PASSAGE SHOWN:
>>>>>

An intent signal means someone, somewhere inside an account, started searching for content related to a problem your product solves. The spark exists. The fire doesn't.
But when that spark lands on an SDR's desk with a company name and an intent score they've learned to distrust, they do the only rational thing they can: size up the account and bin the ones that don't clear their bar. But most don't clear the bar – and that's why we think intent signals aren't working.
A buying group exploring a problem is a different thing entirely from a buying group ready to be sold to. When Sales reaches out to an early-stage committee with a bottom-of-funnel pitch, the result is predictable: no reply, or (worst case scenario) a bad experience that poisons the account.
Is the Sales handoff the problem?
The handoff is where the failure comes to a head. The cause goes further back.
61% of the B2B buying journey happens in the selection phase, where a buying group is wrestling with two questions: is this problem worth solving? and what category of product solves it? When an intent signal fires, the account is almost always at the start of that phase. Someone is exploring question one. They’re nowhere close to question two.
When a signal fires, Marketing's job should be helping the buying group align – to give every member the content they need to get on the same-ish page so they can make decisions (a massive part of successful revenue marketing). That work has to happen before the handoff, not after it.
Sales should be joining a conversation with people who’ve been warmed up by content, armed with ironclad sales enablement content – not getting dropped into a cold account with a name, a score, and a pipe dream.
The accounts in the SDR rubbish pile aren't necessarily bad fits. They just haven’t been primed enough for effective outreach.
INTENT SIGNALS = 85% WIN RATE
Automated lead scoring from Turtl intent signals enabled Peoplesafe to drive sales efficiency and effectiveness through the roof.
How to gauge an account's temperature
Most intent workflows treat all signals identically: signal fires, SDR gets an alert, SDR reaches out. No triage. No sense of whether the buying group has moved past "aware of the problem" into "actively comparing options." That spells big trouble for pipeline management. To make signals genuinely helpful for Sales, we’ve got to add nuance to them.
Here’s a simple framework for assessing signal maturity:
Early-stage (exploring the problem)
- Single-topic intent cluster around a broad problem keyword
- No named individuals from the account have engaged with your content
- No CRM activity in the last 12 months
- No return visits to your site or content
Mid-stage (aligning around the problem)

<<<<<

WORK TO DO:
1. Answer these from the passage on intent signals:
(a) What percentage of the B2B buying journey takes place in the selection phase?
(b) Which company used automated lead scoring from Turtl intent signals?
(c) In the early-stage list, how many months without CRM activity are given?
2. Carry the passage on intent signals forward from its last line.

AVAILABLE DATA:

>>>>>

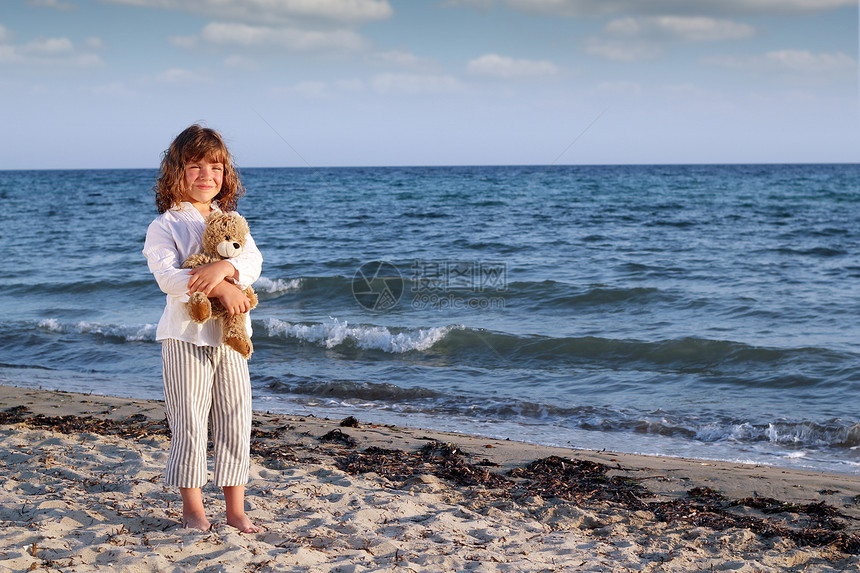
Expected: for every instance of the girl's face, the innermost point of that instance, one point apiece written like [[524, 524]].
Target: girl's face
[[202, 181]]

<<<<<

ANSWERS:
1.
(a) 61%
(b) Peoplesafe
(c) 12 months

2.
- Multiple people from the same account engaging with different content types
- Return visits across multiple assets – particularly category-level and ROI-focused content
- Someone from the account has viewed your pricing page or case study section
- A named individual has engaged deeply (high scroll depth, repeat views)
Late-stage (evaluating options)
- Buying group members engaging with competitive comparison content
- Engagement from senior stakeholders (Director+) alongside practitioner-level users
- Multiple content formats consumed – not just blogs, but webinars, demos, or detailed guides
What happens when Sales can trust the signal
When SDRs are handed accounts with genuine intent and real context – named individuals, content history, a visible picture of where the buying group is in its deliberation – their behavior changes.
They reach out with relevance. They reference the right problems. They join a conversation the buying group is already having, rather than trying to shoehorn themselves into one that hasn't started. Sales stops treating Marketing's signals as white noise the moment those signals carry intelligence worth acting on. And that's when serious sales pipeline acceleration starts to happen.
Intent data didn't fail you. We’ve just been handing a spark to Sales and asked them to start a fire without kindling. That's what the 99% problem is pointing toward.
Without the right context and relevance, Sales will continue to send leads to the scrapheap at scale. But if we change how we use signals so that we’re handing over the right accounts at the right time to commercial teams?
Everything changes.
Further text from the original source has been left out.